| Task instructions |
Set down exactly, and only, the lines from the one with "TARGET = grassy field" to the final line of the entries, both included.

(Some records)
· · · · ·
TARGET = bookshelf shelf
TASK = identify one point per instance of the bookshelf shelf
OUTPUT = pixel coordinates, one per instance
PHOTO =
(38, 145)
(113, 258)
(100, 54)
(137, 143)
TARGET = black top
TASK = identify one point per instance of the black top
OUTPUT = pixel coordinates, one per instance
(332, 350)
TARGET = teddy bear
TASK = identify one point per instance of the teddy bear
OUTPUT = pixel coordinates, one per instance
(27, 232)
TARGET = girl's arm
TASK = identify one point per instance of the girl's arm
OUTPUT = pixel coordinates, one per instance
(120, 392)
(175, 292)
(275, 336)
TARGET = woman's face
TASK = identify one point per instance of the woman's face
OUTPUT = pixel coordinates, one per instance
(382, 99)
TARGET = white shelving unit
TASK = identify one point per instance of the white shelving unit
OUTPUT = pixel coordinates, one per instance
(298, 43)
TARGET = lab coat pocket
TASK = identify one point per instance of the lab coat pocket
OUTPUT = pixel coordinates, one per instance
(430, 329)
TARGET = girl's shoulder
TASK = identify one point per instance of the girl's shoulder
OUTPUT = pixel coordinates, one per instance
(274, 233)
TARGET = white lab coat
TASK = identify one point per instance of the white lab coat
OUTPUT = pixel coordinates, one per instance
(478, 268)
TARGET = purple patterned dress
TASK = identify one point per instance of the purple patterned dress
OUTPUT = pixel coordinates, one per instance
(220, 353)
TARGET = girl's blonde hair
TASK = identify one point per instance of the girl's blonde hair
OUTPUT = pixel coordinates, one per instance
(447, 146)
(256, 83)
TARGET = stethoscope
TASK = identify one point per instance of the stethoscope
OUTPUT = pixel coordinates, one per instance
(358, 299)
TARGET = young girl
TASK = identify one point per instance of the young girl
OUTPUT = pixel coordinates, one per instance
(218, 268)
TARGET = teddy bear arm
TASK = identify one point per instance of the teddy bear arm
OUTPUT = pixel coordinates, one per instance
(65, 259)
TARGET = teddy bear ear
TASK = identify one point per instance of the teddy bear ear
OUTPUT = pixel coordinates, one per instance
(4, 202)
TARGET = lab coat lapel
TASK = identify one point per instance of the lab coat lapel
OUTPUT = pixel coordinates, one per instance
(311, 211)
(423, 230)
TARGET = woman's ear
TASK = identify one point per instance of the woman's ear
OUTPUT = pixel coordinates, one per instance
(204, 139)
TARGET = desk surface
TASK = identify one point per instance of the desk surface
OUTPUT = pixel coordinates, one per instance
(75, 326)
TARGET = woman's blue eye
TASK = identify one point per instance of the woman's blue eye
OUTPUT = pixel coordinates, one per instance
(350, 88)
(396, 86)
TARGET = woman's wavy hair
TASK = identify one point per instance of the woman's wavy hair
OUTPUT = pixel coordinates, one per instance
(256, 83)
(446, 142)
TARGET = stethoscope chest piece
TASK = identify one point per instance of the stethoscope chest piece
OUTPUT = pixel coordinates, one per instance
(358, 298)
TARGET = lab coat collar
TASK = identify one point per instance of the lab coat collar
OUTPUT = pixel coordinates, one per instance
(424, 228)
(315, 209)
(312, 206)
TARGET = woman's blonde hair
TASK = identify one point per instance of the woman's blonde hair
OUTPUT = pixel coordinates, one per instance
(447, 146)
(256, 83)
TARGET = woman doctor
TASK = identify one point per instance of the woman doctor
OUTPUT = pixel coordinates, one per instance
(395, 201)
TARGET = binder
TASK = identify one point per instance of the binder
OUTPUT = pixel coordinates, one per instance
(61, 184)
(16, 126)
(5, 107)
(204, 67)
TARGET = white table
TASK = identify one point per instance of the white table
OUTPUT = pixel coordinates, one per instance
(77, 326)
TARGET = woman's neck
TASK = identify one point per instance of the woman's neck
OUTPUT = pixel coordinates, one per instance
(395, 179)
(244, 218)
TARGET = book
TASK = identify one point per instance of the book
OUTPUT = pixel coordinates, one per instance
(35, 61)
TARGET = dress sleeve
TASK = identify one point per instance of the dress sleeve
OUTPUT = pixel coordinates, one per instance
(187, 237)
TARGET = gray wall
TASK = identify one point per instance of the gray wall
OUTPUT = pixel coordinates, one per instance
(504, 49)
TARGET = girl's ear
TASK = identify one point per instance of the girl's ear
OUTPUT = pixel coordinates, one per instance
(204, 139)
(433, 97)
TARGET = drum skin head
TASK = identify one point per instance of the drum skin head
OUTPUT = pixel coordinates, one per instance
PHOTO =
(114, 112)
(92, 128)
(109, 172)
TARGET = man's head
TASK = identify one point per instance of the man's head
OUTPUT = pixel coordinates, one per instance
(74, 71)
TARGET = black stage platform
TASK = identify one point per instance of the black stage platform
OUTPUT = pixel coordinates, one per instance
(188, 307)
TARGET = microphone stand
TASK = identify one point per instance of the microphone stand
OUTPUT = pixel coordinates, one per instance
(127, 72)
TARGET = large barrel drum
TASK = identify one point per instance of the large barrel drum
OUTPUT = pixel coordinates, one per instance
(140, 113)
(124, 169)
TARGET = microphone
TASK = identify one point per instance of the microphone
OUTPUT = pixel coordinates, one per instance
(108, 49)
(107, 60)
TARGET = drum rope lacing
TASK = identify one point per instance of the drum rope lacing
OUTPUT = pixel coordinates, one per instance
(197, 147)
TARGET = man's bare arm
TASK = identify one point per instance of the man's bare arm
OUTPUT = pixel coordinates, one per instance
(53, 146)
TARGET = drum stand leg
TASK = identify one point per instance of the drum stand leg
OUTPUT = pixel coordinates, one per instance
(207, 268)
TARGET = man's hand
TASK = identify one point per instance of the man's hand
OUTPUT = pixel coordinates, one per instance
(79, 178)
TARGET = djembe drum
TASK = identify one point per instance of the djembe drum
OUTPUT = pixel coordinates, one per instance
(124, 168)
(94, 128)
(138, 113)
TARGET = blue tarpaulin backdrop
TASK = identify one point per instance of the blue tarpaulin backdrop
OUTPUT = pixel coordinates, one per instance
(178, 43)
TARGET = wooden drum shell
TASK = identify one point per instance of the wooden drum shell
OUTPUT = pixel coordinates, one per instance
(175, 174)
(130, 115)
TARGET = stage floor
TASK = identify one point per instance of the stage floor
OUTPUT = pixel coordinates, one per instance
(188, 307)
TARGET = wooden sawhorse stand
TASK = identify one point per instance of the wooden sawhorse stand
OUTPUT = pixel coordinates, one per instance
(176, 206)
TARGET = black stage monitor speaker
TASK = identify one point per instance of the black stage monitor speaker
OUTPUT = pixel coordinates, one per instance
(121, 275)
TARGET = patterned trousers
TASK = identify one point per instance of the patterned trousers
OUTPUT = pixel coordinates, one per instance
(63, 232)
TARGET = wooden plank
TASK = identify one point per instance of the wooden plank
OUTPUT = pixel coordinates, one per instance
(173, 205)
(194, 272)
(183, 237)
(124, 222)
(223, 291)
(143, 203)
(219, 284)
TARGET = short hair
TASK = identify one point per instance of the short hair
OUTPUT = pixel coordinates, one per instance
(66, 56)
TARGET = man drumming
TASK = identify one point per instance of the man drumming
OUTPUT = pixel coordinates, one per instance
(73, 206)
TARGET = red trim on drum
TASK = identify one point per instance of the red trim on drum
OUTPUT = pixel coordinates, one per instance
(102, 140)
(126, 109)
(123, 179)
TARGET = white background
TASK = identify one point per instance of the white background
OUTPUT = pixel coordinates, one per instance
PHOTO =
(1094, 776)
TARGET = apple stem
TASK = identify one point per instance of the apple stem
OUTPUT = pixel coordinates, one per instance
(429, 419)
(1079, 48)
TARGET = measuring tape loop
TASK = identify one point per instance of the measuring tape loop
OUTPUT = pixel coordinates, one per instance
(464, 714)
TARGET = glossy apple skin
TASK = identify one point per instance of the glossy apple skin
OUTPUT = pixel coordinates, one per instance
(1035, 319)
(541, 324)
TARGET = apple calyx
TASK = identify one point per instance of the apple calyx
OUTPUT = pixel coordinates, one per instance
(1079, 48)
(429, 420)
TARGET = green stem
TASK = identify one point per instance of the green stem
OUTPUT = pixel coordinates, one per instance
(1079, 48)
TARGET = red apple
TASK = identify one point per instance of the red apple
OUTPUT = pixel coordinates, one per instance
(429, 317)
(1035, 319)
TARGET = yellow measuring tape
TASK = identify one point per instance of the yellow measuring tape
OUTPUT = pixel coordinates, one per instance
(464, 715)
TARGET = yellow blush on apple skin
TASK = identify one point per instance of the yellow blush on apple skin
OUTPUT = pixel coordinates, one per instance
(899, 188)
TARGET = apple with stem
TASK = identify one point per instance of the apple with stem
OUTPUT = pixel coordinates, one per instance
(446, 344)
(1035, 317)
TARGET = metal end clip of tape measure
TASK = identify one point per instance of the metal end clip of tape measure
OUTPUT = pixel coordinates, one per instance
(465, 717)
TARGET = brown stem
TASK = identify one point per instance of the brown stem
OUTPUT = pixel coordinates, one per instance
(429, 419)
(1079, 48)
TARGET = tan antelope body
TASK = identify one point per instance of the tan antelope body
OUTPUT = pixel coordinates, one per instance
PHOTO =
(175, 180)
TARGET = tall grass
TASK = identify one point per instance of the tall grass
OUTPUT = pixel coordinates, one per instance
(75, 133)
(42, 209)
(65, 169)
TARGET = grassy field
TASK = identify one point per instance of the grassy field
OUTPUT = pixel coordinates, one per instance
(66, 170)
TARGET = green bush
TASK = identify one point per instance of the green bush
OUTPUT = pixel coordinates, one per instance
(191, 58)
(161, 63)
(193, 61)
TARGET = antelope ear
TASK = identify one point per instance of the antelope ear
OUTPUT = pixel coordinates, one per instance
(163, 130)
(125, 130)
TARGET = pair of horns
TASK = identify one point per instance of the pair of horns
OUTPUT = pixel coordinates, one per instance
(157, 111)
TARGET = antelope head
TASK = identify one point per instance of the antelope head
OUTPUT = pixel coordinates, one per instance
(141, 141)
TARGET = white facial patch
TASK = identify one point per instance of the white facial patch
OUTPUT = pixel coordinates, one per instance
· · · · ·
| Result of the exercise |
TARGET = grassy field
TASK = identify one point per instance of the grassy field
OUTPUT = pixel coordinates, one per instance
(66, 170)
TARGET = green bush
TASK = identify one point per instance of the green bush
OUTPUT = pixel coordinates, one per instance
(191, 58)
(161, 63)
(193, 61)
TARGET = antelope ear
TASK = identify one point per instance of the antelope ear
OUTPUT = pixel coordinates, one per instance
(163, 130)
(125, 130)
TARGET = pair of horns
TASK = identify one point per instance of the pair of horns
OUTPUT = pixel coordinates, one per instance
(157, 111)
TARGET = antelope head
TASK = identify one point per instance of the antelope head
OUTPUT = pixel coordinates, one per instance
(141, 141)
TARGET = white facial patch
TASK = identify one point per instance of the white facial patch
OUTPUT = pixel coordinates, one per instance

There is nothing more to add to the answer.